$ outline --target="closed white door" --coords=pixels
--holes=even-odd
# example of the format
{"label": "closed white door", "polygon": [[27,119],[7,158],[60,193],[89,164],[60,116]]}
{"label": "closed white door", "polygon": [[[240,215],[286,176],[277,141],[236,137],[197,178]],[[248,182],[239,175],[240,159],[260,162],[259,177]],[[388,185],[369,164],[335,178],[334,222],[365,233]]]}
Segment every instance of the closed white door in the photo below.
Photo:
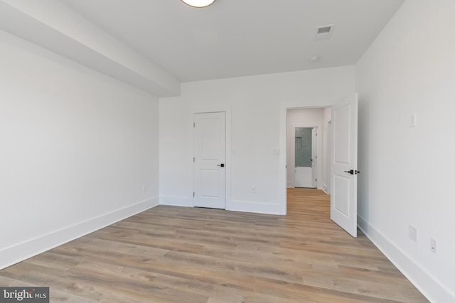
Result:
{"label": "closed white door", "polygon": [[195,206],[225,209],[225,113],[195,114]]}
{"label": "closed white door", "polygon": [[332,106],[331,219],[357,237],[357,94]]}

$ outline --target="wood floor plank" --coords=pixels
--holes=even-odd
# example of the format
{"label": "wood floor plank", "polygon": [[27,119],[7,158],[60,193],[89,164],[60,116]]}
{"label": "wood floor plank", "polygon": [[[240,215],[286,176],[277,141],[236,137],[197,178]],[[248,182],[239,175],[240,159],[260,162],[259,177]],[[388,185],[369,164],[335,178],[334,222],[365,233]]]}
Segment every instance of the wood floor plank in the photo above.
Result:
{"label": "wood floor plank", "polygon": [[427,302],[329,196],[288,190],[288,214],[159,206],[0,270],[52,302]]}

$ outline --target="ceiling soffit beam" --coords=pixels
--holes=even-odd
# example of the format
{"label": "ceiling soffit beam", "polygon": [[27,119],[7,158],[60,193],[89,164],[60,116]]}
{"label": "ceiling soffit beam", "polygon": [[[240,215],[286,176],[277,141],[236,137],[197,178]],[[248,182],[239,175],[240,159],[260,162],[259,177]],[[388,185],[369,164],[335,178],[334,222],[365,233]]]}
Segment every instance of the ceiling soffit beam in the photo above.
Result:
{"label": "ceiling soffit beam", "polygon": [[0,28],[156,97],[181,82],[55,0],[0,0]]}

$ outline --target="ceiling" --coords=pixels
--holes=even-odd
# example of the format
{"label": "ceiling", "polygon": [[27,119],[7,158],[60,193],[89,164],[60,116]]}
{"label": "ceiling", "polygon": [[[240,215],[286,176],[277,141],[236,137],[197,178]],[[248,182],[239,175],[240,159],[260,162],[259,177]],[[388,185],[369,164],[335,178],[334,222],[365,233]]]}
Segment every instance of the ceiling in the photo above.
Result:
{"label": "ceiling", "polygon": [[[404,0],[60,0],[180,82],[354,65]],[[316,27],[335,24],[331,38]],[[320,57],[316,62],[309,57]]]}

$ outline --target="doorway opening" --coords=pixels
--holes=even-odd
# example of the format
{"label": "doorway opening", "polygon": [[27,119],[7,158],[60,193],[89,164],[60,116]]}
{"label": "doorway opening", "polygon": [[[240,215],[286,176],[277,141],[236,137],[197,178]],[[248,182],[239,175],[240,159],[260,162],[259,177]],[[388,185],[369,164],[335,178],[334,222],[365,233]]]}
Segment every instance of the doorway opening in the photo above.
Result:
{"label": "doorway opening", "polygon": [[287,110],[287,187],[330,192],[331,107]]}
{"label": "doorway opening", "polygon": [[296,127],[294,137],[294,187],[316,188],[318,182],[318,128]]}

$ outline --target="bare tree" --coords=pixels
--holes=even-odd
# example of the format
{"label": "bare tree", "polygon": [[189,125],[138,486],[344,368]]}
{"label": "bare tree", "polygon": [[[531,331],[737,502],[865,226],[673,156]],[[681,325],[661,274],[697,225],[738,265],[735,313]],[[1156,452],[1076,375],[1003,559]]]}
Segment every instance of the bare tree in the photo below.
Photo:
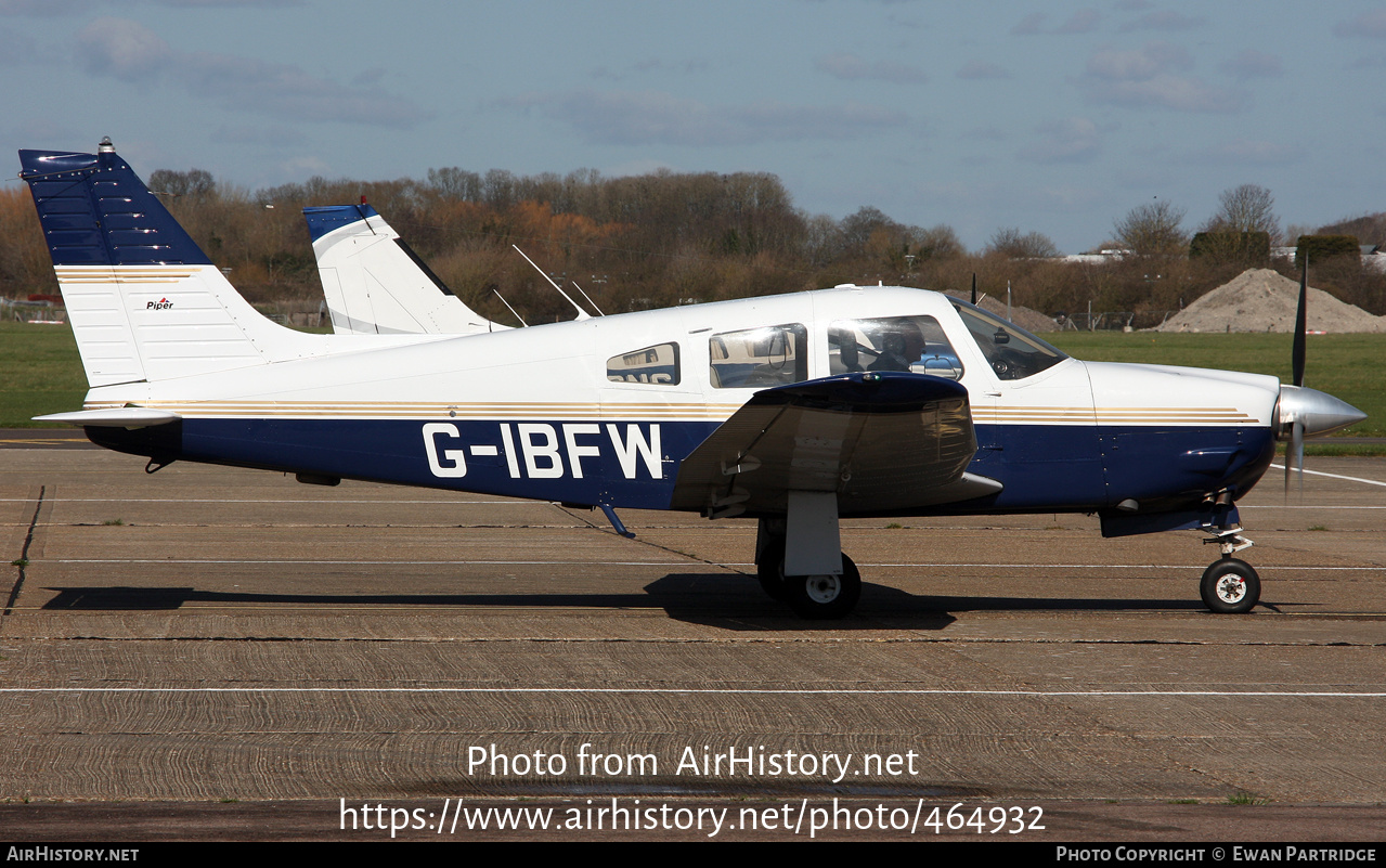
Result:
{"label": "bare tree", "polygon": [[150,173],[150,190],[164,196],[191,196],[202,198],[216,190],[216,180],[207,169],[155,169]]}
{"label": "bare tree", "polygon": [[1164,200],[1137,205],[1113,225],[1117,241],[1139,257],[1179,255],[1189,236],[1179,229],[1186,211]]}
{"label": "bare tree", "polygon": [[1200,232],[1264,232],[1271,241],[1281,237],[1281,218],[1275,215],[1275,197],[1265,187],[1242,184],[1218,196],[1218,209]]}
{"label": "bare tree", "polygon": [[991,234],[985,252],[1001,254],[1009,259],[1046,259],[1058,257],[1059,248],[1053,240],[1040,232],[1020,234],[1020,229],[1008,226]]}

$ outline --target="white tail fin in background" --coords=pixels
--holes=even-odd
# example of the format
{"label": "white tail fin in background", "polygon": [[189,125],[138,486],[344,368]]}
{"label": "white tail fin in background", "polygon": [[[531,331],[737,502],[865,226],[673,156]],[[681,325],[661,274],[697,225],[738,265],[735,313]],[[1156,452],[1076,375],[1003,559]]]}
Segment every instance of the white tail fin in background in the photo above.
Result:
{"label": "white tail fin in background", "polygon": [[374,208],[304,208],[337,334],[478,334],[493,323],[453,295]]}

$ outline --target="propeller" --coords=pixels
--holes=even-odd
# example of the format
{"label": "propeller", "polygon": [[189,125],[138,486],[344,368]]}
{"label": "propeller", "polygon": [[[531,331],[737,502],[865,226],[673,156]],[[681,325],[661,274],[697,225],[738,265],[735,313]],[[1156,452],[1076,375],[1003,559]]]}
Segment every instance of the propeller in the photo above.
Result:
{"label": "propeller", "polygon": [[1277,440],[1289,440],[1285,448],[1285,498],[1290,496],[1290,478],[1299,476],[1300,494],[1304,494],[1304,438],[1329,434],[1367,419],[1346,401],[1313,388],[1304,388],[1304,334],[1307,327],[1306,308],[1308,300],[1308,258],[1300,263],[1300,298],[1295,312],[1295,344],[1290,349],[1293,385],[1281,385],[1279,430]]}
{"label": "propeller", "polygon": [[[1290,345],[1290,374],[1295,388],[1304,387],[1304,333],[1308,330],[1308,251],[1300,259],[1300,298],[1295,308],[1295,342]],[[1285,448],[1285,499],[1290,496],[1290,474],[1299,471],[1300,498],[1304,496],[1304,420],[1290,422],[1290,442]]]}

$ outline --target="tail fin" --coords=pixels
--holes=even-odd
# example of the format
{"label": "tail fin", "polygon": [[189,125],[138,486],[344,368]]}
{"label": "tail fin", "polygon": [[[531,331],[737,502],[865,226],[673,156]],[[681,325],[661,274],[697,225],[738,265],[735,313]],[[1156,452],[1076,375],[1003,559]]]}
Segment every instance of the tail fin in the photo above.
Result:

=======

**What to do:** From the data above, write out everything exactly except the pictures.

**Expected answer:**
$ outline --target="closed white door" --coords=pixels
--holes=even-odd
# example of the format
{"label": "closed white door", "polygon": [[27,119],[7,158],[60,193],[89,164],[60,116]]}
{"label": "closed white door", "polygon": [[[240,215],[286,176],[277,141],[236,137],[197,178]],[[248,182],[239,175],[240,159],[260,162],[259,177]],[[388,185],[369,164],[335,178],[334,222],[365,233]]]}
Segment every instance of the closed white door in the photo below.
Photo:
Result:
{"label": "closed white door", "polygon": [[195,206],[225,209],[225,113],[195,114]]}
{"label": "closed white door", "polygon": [[332,106],[331,219],[357,237],[357,94]]}

$ outline --target="wood floor plank" --coords=pixels
--holes=even-odd
# example of the format
{"label": "wood floor plank", "polygon": [[27,119],[7,158],[60,193],[89,164],[60,116]]}
{"label": "wood floor plank", "polygon": [[[240,215],[286,176],[277,141],[236,137],[197,178]],[[248,182],[239,175],[240,159],[260,162],[259,177]],[[388,185],[369,164],[335,178],[334,222],[365,233]]]}
Segment every instance of the wood floor plank in the photo above.
Result:
{"label": "wood floor plank", "polygon": [[427,302],[329,196],[288,190],[288,214],[159,206],[0,270],[52,302]]}

$ outline --target="ceiling soffit beam" --coords=pixels
--holes=even-odd
# example of the format
{"label": "ceiling soffit beam", "polygon": [[27,119],[7,158],[60,193],[89,164],[60,116]]}
{"label": "ceiling soffit beam", "polygon": [[[240,215],[286,176],[277,141],[236,137],[197,178]],[[248,182],[239,175],[240,159],[260,162],[259,177]],[[388,185],[369,164],[335,178],[334,222],[365,233]]]}
Segment every instance of the ceiling soffit beam in the photo above.
Result:
{"label": "ceiling soffit beam", "polygon": [[0,28],[156,97],[181,82],[55,0],[0,0]]}

$ outline --target="ceiling" --coords=pixels
--holes=even-odd
# example of the format
{"label": "ceiling", "polygon": [[27,119],[7,158],[60,193],[89,164],[60,116]]}
{"label": "ceiling", "polygon": [[[240,215],[286,176],[277,141],[236,137],[197,178]],[[248,182],[239,175],[240,159],[260,162],[259,177]],[[388,185],[369,164],[335,178],[334,222],[365,233]]]}
Segment every instance of the ceiling in the photo above.
Result:
{"label": "ceiling", "polygon": [[[404,0],[60,0],[180,82],[354,65]],[[316,27],[335,24],[331,38]],[[320,57],[316,62],[309,57]]]}

$ outline --target="doorway opening" --coords=pixels
--holes=even-odd
# example of the format
{"label": "doorway opening", "polygon": [[27,119],[7,158],[60,193],[89,164],[60,116]]}
{"label": "doorway opening", "polygon": [[[240,215],[286,176],[277,141],[236,137],[197,178]],[[248,182],[239,175],[240,159],[260,162],[259,177]],[[388,185],[369,164],[335,178],[334,222],[365,233]]]}
Segment every instance of the doorway opening in the photo above.
Result:
{"label": "doorway opening", "polygon": [[287,110],[287,187],[330,192],[331,107]]}
{"label": "doorway opening", "polygon": [[296,127],[294,137],[294,187],[316,188],[318,182],[318,128]]}

$ outline --target="bare tree" --coords=pixels
--holes=even-odd
# example of the format
{"label": "bare tree", "polygon": [[189,125],[138,486],[344,368]]}
{"label": "bare tree", "polygon": [[[531,331],[737,502],[865,226],[673,156]],[[681,325],[661,274],[697,225],[738,265],[735,313]],[[1156,452],[1076,375],[1003,559]]]}
Segment every instance of the bare tree in the photo below.
Photo:
Result:
{"label": "bare tree", "polygon": [[150,173],[150,190],[164,196],[191,196],[202,198],[216,190],[216,180],[207,169],[155,169]]}
{"label": "bare tree", "polygon": [[1164,200],[1137,205],[1113,225],[1117,241],[1139,257],[1179,255],[1189,236],[1179,229],[1186,211]]}
{"label": "bare tree", "polygon": [[1200,232],[1264,232],[1271,241],[1281,237],[1281,218],[1275,215],[1275,197],[1265,187],[1242,184],[1218,196],[1218,209]]}
{"label": "bare tree", "polygon": [[991,234],[985,252],[1001,254],[1009,259],[1046,259],[1058,257],[1059,248],[1053,240],[1040,232],[1020,234],[1020,229],[1008,226]]}

$ outline --target="white tail fin in background" --coords=pixels
--holes=even-odd
# example of the format
{"label": "white tail fin in background", "polygon": [[189,125],[138,486],[344,368]]}
{"label": "white tail fin in background", "polygon": [[[531,331],[737,502],[865,226],[673,156]],[[681,325],[661,274],[697,225],[738,265],[735,313]],[[1156,452],[1076,375],[1003,559]]]}
Segment every instance of the white tail fin in background in the photo above.
Result:
{"label": "white tail fin in background", "polygon": [[374,208],[304,208],[337,334],[478,334],[493,323],[453,295]]}

$ outline --target="propeller" --coords=pixels
--holes=even-odd
# example of the format
{"label": "propeller", "polygon": [[189,125],[138,486],[344,368]]}
{"label": "propeller", "polygon": [[[531,331],[737,502],[865,226],[673,156]],[[681,325],[661,274],[697,225],[738,265],[735,313]],[[1156,452],[1076,375],[1003,559]]]}
Segment every instance of the propeller in the photo above.
Result:
{"label": "propeller", "polygon": [[1277,440],[1289,440],[1285,448],[1285,498],[1290,496],[1290,478],[1299,476],[1300,494],[1304,494],[1304,438],[1329,434],[1367,419],[1346,401],[1313,388],[1304,388],[1304,334],[1307,327],[1306,308],[1308,300],[1308,258],[1300,263],[1300,298],[1295,312],[1295,344],[1290,349],[1293,385],[1281,385],[1279,430]]}
{"label": "propeller", "polygon": [[[1290,345],[1290,374],[1295,388],[1304,387],[1304,333],[1308,330],[1308,251],[1300,259],[1300,298],[1295,308],[1295,342]],[[1285,448],[1285,499],[1290,496],[1290,474],[1299,471],[1300,498],[1304,496],[1304,420],[1290,422],[1290,442]]]}

$ outline --target="tail fin" --coords=pixels
--holes=even-odd
# example of the format
{"label": "tail fin", "polygon": [[189,125],[138,486],[344,368]]}
{"label": "tail fin", "polygon": [[[531,331],[737,502],[865,226],[673,156]],[[681,325],[661,274],[697,225],[738,265],[735,313]],[[1156,452],[1076,375],[1003,559]]]}
Segment every instance of the tail fin in the photo above.
Result:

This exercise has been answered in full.